• WORK TASK: Copy the full listing, changing nothing.

• RECORDS TO PROCESS:
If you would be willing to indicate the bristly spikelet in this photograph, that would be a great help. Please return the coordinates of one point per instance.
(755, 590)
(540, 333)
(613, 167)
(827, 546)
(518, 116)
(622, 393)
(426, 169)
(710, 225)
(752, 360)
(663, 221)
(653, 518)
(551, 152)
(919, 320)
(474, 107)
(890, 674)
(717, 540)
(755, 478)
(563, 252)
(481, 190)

• EXERCISE OUTPUT:
If you would be willing to indicate the bristly spikelet in this photograph, that would be a great help. Please return the coordinates of one point per instance.
(755, 590)
(540, 333)
(613, 167)
(827, 546)
(518, 116)
(622, 393)
(426, 169)
(710, 225)
(752, 360)
(663, 221)
(653, 518)
(551, 152)
(919, 320)
(474, 107)
(890, 674)
(717, 540)
(755, 478)
(563, 252)
(481, 190)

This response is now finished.